What is needed »
Please write out, word for word, the lines of the records below, starting with the line that contains "In this exercise you will point out the thin" and going on through the line that contains "[(777, 434)]".

Exercise inputs »

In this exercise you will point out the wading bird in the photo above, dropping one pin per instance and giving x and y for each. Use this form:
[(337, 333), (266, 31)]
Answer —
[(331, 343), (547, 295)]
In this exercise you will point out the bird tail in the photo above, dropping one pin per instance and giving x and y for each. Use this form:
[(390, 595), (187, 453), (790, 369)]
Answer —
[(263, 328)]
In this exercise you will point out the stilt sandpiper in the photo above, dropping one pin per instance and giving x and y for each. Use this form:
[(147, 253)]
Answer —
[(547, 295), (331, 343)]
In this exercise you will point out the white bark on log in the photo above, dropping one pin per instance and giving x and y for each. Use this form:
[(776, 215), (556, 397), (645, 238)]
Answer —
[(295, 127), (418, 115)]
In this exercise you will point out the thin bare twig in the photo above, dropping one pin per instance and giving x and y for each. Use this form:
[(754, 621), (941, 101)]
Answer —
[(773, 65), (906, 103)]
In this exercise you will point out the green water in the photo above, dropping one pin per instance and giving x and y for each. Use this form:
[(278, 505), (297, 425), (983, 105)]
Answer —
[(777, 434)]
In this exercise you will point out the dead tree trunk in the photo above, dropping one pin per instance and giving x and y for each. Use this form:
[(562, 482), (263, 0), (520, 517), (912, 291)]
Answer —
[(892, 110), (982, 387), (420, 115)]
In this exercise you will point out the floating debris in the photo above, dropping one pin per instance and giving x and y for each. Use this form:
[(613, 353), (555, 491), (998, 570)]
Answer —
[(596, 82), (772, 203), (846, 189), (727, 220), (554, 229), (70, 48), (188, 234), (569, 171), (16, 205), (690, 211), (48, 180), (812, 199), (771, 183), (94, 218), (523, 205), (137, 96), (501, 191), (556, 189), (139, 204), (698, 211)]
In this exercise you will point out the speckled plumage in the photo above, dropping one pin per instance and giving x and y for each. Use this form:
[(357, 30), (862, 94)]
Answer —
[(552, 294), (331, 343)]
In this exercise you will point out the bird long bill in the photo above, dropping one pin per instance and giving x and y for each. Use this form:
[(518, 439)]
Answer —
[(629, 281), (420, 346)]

Answer to this problem »
In this exercise you will point out the thin bare twig in the photo above, dropping one pin per instance and giving x and y for each. Use this form:
[(754, 621), (941, 101)]
Answer —
[(773, 65), (906, 103)]
In this exercise you will point out the green water in the photo above, dropping one pin per instance and giving x and y for each. Use this form:
[(278, 505), (297, 425), (983, 105)]
Answer —
[(777, 434)]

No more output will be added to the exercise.